= Record extracts =
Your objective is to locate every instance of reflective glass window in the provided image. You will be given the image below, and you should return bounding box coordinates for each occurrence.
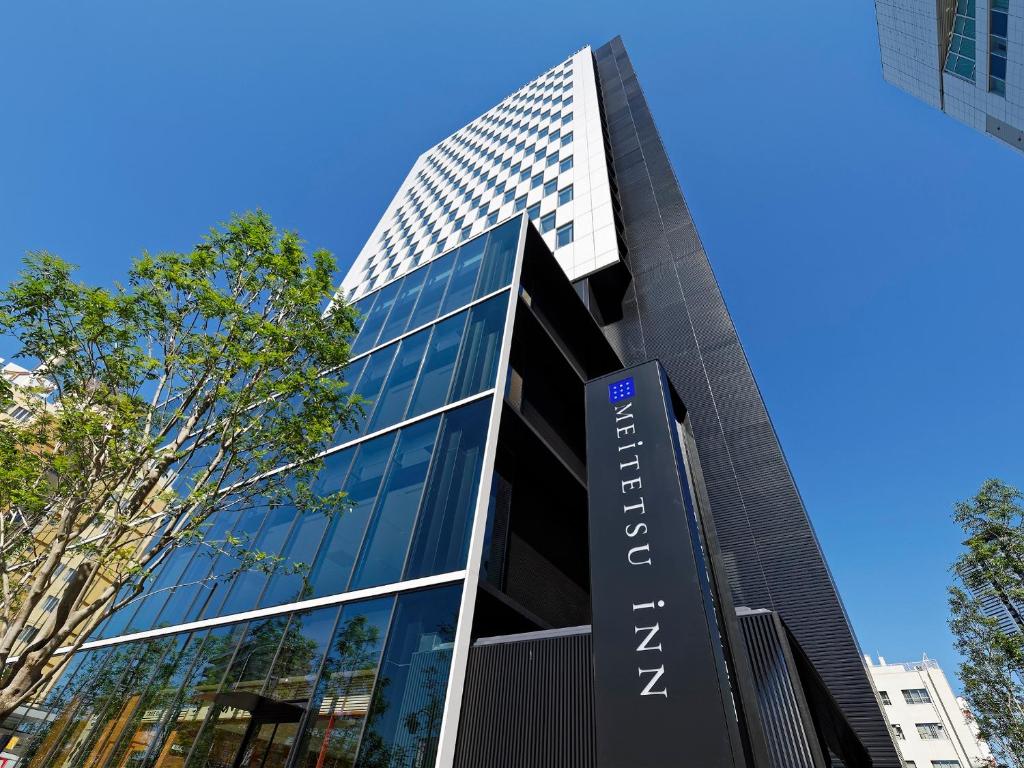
[350,417,440,589]
[377,267,427,346]
[558,184,573,205]
[93,637,200,767]
[265,607,339,702]
[451,294,508,400]
[990,51,1007,79]
[141,511,245,631]
[367,329,431,433]
[355,585,461,768]
[199,506,271,620]
[219,615,293,696]
[475,218,520,297]
[405,398,492,578]
[352,293,378,322]
[308,432,397,597]
[407,313,468,419]
[22,649,107,764]
[217,496,298,616]
[540,212,556,233]
[44,638,187,767]
[259,448,357,608]
[991,9,1007,36]
[349,344,399,438]
[351,280,400,356]
[336,353,369,409]
[294,597,393,766]
[440,235,486,315]
[556,221,574,247]
[407,250,456,330]
[159,624,247,766]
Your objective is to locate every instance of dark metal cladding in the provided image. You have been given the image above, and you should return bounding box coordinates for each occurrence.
[586,36,899,767]
[453,628,597,768]
[737,609,827,768]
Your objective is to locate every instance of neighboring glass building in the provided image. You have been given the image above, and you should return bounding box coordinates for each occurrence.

= Exercise =
Pictures stay out of the copy; please restate every record above exactly.

= Answer area =
Your objective is to locate every instance of reflective glass window in the provided image. You will be given the image below, and you should return bounding box coordinates for each occurrence.
[350,417,440,589]
[377,267,427,346]
[558,184,573,205]
[93,637,200,767]
[265,607,339,702]
[451,294,508,400]
[990,51,1007,79]
[141,511,245,631]
[367,329,431,433]
[355,585,461,768]
[199,506,271,620]
[219,615,293,696]
[475,218,520,297]
[405,398,492,578]
[352,293,378,322]
[308,432,397,597]
[407,313,468,419]
[22,649,107,764]
[217,496,298,616]
[540,212,556,233]
[44,638,187,767]
[259,448,357,608]
[991,9,1007,36]
[349,344,399,438]
[351,280,400,356]
[336,353,369,409]
[294,597,393,766]
[440,235,486,315]
[556,221,574,247]
[407,250,456,330]
[159,624,247,766]
Your objective is to locate every instance of dark metal cladding in the provided image. You have been given the image above, and you should return bounding box coordinates for each occurrence.
[586,36,899,767]
[453,628,597,768]
[737,609,827,768]
Your objective is to locate every instance of neighboring glass building in the provided image. You have been given the image above, and you should return bounding box coordinates for each occurrence.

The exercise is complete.